» PAGE EXTRACT

Accounts Receivable Financing

Are you thinking about using accounts receivable funding for your business? As a small business owner, you likely know how hard it can be to get working capital to finance the growth of your business or pay the bills during occasional cash flow shortages. Many small businesses might encounter situations where traditional small business financing such as loans and lines of credit will be unavailable or insufficient. At times like these, some business owners use a different option to finance their business, which is known as “accounts receivable financing” or a “business factoring loan.”

There are several reasons why accounts receivable financing is becoming more popular as a business finance tool.

First, let’s answer the question, “what is accounts receivable financing”. Factoring is one of the oldest forms of commercial finance. (Accounts receivable financing has also been referred to as accounts receivable factoring or accounts receivable funding.) Accounts receivable financing is a process where businesses sell their outstanding invoices or receivables at a discount to a specialized finance or factoring company (usually called “the factor”) that will assume the risk on the receivables and in return will provide a quick influx of cash into your business. Instead of getting paid the full value of the invoice, your business gets an immediate cash payment by selling the rights to be paid by the person or company that you originally invoiced.

» INFORMATION SUPPLIED

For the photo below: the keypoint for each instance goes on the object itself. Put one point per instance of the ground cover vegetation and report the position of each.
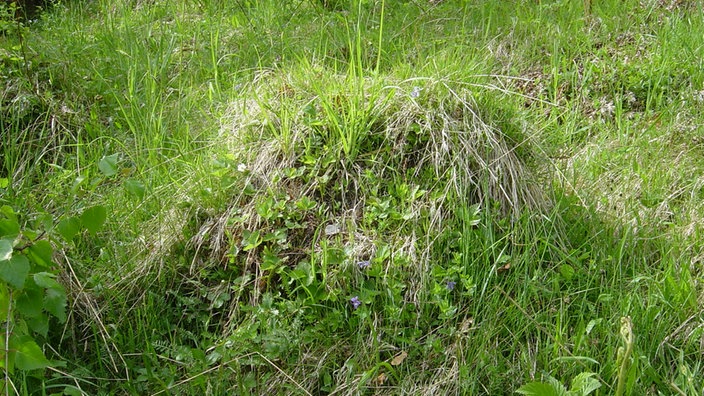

» INSTRUCTIONS
A: From the accounts receivable financing text, duplicate the passage starting with "Are you thinking" and going on through "business finance tool.".
B: List every other name that the accounts receivable financing text gives for accounts receivable financing.
C: According to the accounts receivable financing text, what is the specialized finance or factoring company that buys the receivables usually called?

» TASK-BY-TASK SOLUTIONS
A:
Are you thinking about using accounts receivable funding for your business? As a small business owner, you likely know how hard it can be to get working capital to finance the growth of your business or pay the bills during occasional cash flow shortages. Many small businesses might encounter situations where traditional small business financing such as loans and lines of credit will be unavailable or insufficient. At times like these, some business owners use a different option to finance their business, which is known as “accounts receivable financing” or a “business factoring loan.”

There are several reasons why accounts receivable financing is becoming more popular as a business finance tool.

B:
business factoring loan
accounts receivable factoring
accounts receivable funding

C: It is usually called "the factor."